→ ENTRIES PROVIDED
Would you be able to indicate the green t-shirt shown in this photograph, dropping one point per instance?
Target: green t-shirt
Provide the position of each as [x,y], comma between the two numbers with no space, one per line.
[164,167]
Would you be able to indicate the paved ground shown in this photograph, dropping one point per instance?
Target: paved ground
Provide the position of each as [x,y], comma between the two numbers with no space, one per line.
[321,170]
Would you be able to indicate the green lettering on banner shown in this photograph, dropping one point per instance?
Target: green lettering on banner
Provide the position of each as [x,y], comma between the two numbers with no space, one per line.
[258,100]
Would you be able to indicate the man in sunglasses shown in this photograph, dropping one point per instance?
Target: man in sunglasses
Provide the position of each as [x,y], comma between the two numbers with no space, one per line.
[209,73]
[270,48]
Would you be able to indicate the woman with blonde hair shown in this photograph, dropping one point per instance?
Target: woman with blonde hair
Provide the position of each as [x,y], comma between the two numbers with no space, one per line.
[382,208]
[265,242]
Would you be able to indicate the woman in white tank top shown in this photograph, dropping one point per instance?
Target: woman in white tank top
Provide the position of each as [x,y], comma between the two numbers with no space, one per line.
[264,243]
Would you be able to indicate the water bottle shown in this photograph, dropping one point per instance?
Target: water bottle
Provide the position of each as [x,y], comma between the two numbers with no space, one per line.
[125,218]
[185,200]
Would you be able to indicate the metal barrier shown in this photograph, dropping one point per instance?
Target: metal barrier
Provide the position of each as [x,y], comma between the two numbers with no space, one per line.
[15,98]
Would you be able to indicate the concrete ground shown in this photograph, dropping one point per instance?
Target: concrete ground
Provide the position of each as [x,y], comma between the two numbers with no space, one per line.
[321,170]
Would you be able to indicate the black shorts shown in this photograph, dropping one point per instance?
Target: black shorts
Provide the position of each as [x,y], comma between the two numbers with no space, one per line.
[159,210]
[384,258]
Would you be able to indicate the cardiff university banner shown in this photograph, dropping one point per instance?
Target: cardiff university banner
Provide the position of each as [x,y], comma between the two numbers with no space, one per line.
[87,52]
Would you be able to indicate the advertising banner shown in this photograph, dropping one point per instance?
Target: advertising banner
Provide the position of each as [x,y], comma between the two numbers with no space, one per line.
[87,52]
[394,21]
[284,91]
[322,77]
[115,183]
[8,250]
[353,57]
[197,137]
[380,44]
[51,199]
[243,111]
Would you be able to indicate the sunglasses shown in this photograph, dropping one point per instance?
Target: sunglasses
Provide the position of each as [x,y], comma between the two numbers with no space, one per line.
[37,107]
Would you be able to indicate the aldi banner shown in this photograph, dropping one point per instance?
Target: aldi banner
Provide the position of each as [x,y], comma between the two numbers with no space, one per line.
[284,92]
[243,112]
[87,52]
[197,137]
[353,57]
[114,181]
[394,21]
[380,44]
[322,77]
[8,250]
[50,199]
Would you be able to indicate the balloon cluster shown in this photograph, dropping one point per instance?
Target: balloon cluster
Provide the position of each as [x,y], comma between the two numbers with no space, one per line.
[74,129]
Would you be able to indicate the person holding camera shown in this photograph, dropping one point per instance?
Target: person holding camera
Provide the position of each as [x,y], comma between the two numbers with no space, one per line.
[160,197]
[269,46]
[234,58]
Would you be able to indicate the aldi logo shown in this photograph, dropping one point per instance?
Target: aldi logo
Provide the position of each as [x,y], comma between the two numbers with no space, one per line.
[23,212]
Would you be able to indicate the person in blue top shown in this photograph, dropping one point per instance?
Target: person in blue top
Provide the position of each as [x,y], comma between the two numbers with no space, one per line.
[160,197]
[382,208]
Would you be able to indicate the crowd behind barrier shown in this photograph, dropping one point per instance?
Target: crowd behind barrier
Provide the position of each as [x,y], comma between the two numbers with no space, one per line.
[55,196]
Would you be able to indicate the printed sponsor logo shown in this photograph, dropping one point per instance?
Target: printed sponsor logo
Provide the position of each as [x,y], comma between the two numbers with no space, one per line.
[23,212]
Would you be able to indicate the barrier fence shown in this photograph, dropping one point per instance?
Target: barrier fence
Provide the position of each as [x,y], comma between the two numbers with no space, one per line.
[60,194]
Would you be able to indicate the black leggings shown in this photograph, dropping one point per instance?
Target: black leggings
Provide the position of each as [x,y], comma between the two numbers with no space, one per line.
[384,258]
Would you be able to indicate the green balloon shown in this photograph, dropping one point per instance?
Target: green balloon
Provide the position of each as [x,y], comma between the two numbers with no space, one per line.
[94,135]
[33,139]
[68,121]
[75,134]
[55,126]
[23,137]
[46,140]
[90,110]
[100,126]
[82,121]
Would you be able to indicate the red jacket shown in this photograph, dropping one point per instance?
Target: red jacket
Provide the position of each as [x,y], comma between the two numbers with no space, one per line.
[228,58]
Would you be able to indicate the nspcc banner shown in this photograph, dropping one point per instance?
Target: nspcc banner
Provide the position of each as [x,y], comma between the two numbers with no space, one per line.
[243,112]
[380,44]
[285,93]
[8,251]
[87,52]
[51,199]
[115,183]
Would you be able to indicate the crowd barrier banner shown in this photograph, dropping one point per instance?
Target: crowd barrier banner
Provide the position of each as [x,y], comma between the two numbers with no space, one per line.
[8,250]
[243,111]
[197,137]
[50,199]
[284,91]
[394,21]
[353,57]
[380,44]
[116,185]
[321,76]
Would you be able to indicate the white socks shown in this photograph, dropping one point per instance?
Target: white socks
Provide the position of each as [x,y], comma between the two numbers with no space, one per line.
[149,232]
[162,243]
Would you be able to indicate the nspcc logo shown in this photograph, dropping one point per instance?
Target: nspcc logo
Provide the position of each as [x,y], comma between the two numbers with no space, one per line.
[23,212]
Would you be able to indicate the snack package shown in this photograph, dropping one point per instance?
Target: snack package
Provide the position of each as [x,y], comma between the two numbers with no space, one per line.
---
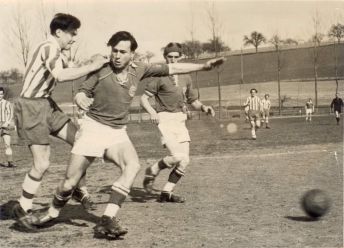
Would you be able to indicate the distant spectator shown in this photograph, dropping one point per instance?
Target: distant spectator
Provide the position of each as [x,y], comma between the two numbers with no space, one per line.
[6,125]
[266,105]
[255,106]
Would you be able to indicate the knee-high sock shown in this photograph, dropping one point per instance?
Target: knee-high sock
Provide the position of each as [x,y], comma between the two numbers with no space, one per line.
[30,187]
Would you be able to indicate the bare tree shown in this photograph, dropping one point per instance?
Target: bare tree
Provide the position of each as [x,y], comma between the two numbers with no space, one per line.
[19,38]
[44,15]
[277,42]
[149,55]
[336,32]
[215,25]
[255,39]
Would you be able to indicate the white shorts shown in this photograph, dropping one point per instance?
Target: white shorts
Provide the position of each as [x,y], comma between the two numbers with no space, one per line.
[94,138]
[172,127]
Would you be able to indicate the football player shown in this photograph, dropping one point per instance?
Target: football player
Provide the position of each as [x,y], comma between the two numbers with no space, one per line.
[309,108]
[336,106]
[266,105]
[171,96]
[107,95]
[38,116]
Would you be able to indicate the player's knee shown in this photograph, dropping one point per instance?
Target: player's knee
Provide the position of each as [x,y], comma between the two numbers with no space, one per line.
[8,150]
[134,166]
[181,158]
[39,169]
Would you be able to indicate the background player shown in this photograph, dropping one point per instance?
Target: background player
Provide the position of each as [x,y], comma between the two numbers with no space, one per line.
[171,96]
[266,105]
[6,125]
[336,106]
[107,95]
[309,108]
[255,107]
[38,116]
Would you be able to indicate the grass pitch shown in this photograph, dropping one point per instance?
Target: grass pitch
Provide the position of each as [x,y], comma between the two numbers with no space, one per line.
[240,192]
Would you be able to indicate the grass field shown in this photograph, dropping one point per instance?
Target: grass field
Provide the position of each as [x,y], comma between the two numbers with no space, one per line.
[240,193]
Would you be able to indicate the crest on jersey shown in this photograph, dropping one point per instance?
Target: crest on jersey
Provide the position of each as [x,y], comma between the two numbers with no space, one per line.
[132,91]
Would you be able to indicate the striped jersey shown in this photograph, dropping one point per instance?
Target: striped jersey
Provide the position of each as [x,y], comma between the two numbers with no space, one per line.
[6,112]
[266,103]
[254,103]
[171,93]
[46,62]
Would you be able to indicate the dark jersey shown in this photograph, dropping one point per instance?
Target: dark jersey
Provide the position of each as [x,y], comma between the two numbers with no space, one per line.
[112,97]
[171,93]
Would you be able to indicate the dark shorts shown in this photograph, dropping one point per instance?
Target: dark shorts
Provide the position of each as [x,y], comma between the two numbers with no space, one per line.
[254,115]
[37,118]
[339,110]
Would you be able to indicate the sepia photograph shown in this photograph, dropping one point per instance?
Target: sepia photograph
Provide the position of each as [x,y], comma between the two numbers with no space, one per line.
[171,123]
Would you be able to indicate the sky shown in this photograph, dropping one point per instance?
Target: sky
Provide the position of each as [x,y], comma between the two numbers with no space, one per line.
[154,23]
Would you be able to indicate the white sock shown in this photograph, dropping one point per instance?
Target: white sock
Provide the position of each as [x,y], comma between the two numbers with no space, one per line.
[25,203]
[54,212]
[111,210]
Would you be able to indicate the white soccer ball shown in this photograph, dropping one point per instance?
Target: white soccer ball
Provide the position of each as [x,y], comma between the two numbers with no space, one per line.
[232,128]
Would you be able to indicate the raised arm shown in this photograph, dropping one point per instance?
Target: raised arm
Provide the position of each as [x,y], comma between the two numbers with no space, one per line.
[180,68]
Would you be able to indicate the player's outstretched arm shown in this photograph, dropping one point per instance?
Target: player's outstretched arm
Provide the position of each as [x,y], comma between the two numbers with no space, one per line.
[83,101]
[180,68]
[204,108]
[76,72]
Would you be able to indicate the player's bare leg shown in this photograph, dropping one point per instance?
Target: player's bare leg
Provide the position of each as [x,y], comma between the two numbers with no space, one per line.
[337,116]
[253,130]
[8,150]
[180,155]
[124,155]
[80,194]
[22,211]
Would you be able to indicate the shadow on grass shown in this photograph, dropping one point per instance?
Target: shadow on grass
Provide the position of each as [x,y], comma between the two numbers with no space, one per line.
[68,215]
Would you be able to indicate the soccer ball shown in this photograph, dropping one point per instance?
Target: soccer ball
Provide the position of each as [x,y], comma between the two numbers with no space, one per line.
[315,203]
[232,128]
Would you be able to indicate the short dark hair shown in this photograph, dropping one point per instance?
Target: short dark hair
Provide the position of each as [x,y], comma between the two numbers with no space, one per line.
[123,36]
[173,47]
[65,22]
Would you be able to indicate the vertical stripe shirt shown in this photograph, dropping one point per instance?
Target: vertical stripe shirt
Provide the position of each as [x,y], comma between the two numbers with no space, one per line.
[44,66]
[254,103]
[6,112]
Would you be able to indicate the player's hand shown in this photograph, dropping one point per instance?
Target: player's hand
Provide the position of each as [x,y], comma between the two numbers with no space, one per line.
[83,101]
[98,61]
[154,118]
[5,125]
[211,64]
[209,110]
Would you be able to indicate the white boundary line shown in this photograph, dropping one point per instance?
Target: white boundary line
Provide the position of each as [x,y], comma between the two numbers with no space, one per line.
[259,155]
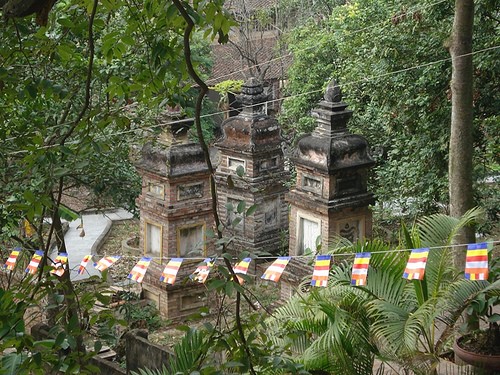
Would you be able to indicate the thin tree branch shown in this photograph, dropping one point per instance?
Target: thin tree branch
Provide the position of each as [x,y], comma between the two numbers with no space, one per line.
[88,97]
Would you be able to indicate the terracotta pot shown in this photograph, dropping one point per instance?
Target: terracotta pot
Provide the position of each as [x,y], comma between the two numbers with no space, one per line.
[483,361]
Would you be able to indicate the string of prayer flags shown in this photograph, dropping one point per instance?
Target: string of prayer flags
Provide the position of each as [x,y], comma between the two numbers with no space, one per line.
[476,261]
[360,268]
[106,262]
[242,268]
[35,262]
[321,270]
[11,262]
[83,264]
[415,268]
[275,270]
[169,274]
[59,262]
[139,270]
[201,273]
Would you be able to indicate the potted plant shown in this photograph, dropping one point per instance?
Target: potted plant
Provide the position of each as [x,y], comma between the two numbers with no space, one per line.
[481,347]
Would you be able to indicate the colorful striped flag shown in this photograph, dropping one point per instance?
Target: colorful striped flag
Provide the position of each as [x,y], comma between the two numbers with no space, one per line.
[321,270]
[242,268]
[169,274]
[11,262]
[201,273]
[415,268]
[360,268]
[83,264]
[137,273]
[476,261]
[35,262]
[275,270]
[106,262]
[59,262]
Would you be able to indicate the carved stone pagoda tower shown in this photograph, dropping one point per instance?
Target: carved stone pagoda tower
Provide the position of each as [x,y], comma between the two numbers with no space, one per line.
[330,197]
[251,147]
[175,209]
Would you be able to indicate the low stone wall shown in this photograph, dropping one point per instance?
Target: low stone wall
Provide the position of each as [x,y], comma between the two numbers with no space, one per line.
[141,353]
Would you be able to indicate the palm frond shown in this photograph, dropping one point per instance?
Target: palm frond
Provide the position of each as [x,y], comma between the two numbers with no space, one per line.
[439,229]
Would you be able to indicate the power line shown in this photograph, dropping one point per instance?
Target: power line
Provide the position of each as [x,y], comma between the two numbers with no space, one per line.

→ WHAT YOU ARE ASKED TO DO
Using the data above, extract exactly the lines from the one that holds "Would you be able to indicate the aldi logo" to the one that holds "Target: crowd behind barrier", both ends included, and no others.

→ ANSWER SPACE
Would you be able to indicate the aldi logo shown in this photograph, dropping one point per instance?
Target: aldi logo
Provide the position of each as [x,y], comma between the two numbers with no space, one per line.
[23,212]
Would you be able to indicate the person in blue top shown in this photograph, dropping one point per instance?
Target: person in blue top
Provide the position of each as [x,y], comma between the two numbers with no space, one per line.
[160,197]
[382,208]
Would you be able to indicate the crowd behind barrier shown in this photograph, dropping one point per instance?
Target: crowd behind barrier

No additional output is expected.